What this task involves ->
All entries below must be retyped exactly, though pictures are to be skipped.

Material for the task ->
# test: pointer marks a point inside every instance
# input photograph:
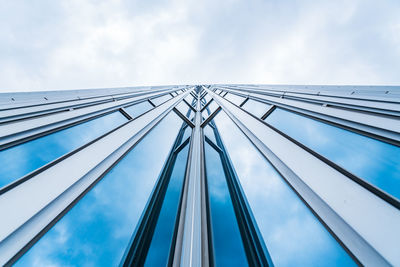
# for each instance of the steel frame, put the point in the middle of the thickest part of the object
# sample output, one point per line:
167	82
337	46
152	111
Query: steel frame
342	203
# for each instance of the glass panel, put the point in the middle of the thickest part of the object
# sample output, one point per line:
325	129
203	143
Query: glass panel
161	99
292	234
210	109
207	98
187	133
227	242
235	98
97	230
375	161
163	233
138	109
256	108
209	132
22	159
183	108
189	98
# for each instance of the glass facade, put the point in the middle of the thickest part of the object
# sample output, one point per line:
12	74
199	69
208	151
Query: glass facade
204	175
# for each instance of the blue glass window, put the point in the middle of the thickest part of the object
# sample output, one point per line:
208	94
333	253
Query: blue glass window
184	109
291	232
207	98
161	242
97	230
187	133
209	132
190	99
161	99
375	161
210	109
138	109
227	241
256	108
22	159
235	98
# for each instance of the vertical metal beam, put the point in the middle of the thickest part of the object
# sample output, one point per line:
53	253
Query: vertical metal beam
192	246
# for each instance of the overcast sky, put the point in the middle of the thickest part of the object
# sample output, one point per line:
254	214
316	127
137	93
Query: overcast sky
50	45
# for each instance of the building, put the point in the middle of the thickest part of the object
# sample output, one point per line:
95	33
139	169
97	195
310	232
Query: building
226	175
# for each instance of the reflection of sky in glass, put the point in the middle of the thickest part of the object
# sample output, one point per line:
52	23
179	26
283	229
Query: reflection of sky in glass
184	109
292	234
22	159
227	242
97	230
187	133
161	99
256	108
138	109
210	109
209	132
163	233
235	98
189	98
207	98
375	161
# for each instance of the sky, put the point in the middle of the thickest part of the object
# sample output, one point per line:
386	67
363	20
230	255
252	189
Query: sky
54	45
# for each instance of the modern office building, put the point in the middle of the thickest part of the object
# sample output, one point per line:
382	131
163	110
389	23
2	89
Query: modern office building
202	175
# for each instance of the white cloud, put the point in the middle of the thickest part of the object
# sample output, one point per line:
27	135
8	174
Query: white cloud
92	44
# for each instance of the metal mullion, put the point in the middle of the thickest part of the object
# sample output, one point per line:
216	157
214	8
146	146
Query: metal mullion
28	130
256	250
244	102
125	113
206	105
30	115
190	106
183	117
361	105
380	193
139	245
318	92
86	101
192	244
19	229
353	105
210	117
269	111
342	118
341	228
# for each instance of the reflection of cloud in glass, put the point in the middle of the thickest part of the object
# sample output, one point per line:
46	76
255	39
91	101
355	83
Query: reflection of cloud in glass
292	234
138	109
97	230
234	98
375	161
227	242
161	99
22	159
256	108
163	233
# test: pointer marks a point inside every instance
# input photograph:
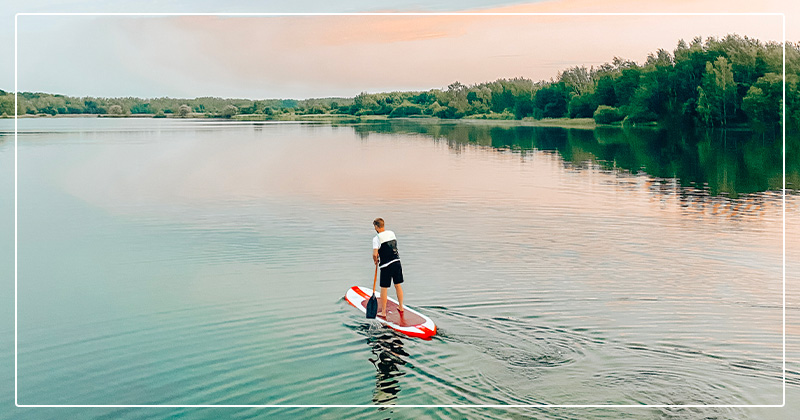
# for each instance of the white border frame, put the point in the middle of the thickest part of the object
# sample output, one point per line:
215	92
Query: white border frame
539	406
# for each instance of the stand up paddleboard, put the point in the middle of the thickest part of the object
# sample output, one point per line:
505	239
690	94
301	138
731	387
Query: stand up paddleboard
408	322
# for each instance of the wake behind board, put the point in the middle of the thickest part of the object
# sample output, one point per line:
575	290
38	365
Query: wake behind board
408	322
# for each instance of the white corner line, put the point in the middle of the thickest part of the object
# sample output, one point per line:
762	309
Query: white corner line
783	200
536	406
404	14
16	107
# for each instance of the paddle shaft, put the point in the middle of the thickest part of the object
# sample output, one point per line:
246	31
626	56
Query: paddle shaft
375	280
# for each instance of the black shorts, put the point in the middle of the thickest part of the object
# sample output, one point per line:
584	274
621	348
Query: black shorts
391	272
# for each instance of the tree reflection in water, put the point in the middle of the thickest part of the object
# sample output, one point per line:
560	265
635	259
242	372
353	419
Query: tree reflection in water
388	352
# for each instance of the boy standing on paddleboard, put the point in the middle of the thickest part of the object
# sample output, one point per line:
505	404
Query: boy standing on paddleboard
384	248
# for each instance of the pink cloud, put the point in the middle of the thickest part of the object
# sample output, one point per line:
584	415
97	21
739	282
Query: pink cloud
328	55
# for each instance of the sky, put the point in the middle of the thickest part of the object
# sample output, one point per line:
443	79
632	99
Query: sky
322	56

Response below ->
# test: pointer marks a point inside every instance
# input photograph:
# for each instance of the steel frame, put the point in the middle of the thickest part of the object
# sample output, one point per line:
167	82
337	46
152	111
Query: steel frame
342	203
# for each instance of the glass panel, put the point in the middle of the thickest part of the object
# sample output, one point per line:
325	129
203	143
Query: glass panel
161	99
292	234
210	109
207	98
187	133
227	242
235	98
97	230
375	161
163	233
138	109
256	108
209	132
22	159
183	108
189	98
# for each instance of the glass facade, put the point in the middle of the thickest part of the object
# sample output, one point per line:
12	74
199	69
208	151
Query: glass facade
204	175
# for each instance of the blue glass window, put the point in the middle of the thickest part of the object
# sample output, one point per line:
208	94
333	253
Query: blue glass window
184	109
291	232
207	98
161	242
97	230
187	133
209	132
190	99
161	99
375	161
210	109
138	109
227	241
256	108
22	159
235	98
# for each instance of the vertical metal beam, put the point in the middle of the thickest part of the object
# sample output, one point per line:
53	253
Query: vertical metal beam
192	246
# for each instance of the overcast sky, put the point in the middle of the thickest part of the object
# sample output, one point per line:
254	214
316	127
137	93
Query: overcast sky
50	45
# for each instance of the building, put the point in the middle of the thickest part of the object
# sample output, one point per line:
95	33
139	169
97	195
310	232
Query: building
226	175
# for each instance of the reflection of sky in glass, put the point in the middle of the thickest part of the object
# sample output, one point per line:
52	23
179	26
283	229
Query: reflection of sky in glass
184	109
292	234
22	159
227	242
97	230
187	133
161	99
256	108
138	109
210	109
209	132
163	233
235	98
189	98
207	98
375	161
# for each instance of the sky, put the point in the middle of the thickest part of the object
# sample output, one point per line:
386	67
363	20
230	255
252	189
Query: sky
54	45
# for each instance of the modern office building, put the point in the middle of the thickest part of the object
# sample output, one point per line:
382	131
163	110
389	23
2	89
Query: modern office building
202	175
# for each instance of the white cloud, put the point in the middle of the thickest part of the object
# sample output, one point per line:
27	135
8	174
Query: white cloud
92	44
# for each instance of the metal mullion, put the point in the middle of the thickest part of the object
# sample output, one point per line:
216	157
214	8
146	146
Query: metal mullion
28	130
256	250
244	102
125	113
206	105
30	115
190	106
183	117
361	105
380	193
139	245
318	92
86	101
192	244
19	229
353	105
210	117
269	111
342	118
341	228
# for each instance of the reflection of cloud in glass, put the point in the middle of the thickest part of the object
# sample output, one point per line:
46	76
255	39
91	101
355	83
Query: reflection of cloud in glass
292	234
138	109
97	230
234	98
375	161
227	242
161	99
22	159
256	108
163	233
# test: pointer marks a point inside every instance
# input photograph:
# for each instance of the white border frame, put the point in the middle of the thickest part of the object
# sample output, one point per line:
215	92
Query: white border frame
539	406
# for each instance of the stand up paddleboard, put the point in the middle of the thickest part of the object
# sample output, one point per line:
505	239
690	94
301	138
731	387
Query: stand up paddleboard
408	322
# for each instance of the wake behind board, put the point in the middle of the thickest part of the object
# sample output, one point per line:
575	290
38	365
Query: wake behind board
408	322
# for each instance of the white corner line, put the point in the middle of the thickest part of the object
# sample output, one point per line:
762	309
Query: white corner line
783	200
536	406
404	14
16	107
# for each instance of the paddle shaft, put the point in the middle of the thickest part of the object
# sample output, one point per line:
246	31
626	56
Query: paddle shaft
375	280
# for each instance of the black shorts, put the point in the middle of the thickest part of the object
# sample output, one point per line:
584	274
621	348
Query: black shorts
391	272
# for each instance of the tree reflection in water, put the point in the middle of the thickest part of the object
# sample output, one point per line:
560	265
635	259
242	372
353	419
Query: tree reflection in water
388	352
# for each instance of the boy standing on paddleboard, put the point in the middle of the thickest part of the object
# sample output, one point per line:
505	404
Query: boy standing on paddleboard
384	248
# for each instance of the pink cloud, put the point in the middle of the thickest part of the object
# sample output, one point per line:
584	415
97	21
739	282
Query: pink cloud
328	55
# for each instance of the sky, put the point in the middle of the thickest part of the object
# sample output, one point per line:
443	79
632	99
Query: sky
322	56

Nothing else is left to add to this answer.